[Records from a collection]
◇ ◇ ◇ ◇ ◇ ◇ ◇
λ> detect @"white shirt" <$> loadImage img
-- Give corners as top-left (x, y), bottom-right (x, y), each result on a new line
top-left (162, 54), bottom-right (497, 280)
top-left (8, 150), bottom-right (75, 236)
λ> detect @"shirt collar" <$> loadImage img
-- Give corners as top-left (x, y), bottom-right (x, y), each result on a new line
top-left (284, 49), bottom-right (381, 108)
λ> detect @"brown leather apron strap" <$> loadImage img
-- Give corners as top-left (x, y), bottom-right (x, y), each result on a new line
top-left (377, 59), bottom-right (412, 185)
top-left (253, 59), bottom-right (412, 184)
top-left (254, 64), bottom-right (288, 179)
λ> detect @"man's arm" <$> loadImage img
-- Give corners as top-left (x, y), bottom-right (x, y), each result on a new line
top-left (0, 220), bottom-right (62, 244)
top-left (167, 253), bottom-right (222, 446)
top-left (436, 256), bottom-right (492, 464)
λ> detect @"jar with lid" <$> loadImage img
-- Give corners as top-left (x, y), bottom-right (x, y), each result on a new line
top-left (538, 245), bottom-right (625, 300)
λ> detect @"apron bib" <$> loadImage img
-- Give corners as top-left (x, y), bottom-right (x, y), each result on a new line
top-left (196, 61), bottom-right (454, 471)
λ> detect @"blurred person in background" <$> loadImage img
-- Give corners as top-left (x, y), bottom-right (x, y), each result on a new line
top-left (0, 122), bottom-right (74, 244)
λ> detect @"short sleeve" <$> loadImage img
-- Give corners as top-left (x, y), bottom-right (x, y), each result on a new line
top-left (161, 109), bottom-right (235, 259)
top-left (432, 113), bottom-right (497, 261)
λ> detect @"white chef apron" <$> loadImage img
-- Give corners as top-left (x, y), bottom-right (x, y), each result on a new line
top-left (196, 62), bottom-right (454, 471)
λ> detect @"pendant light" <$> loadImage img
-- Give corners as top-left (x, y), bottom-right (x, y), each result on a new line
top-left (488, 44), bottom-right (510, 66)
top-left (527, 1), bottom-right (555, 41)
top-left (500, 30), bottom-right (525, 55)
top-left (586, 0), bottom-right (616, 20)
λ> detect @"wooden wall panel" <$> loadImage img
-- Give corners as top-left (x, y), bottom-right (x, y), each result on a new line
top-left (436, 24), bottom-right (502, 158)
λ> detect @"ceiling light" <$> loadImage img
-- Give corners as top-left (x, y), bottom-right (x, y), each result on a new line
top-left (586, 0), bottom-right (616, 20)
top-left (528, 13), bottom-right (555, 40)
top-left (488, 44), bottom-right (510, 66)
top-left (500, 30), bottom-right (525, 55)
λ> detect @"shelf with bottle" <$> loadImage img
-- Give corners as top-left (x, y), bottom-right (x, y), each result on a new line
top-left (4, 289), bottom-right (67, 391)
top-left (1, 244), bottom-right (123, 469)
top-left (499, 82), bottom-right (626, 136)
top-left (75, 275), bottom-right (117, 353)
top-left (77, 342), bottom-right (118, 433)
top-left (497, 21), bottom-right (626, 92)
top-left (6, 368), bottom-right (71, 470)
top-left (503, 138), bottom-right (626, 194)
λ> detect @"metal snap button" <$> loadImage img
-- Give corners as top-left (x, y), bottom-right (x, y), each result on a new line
◇ ◇ ◇ ◇ ◇ ◇ ◇
[EXERCISE]
Go through the records and show every line with the string "shirt" in it.

[TASK RESULT]
λ> detect @"white shirt" <$> loadImage img
λ> detect @"shirt collar" <$> loadImage img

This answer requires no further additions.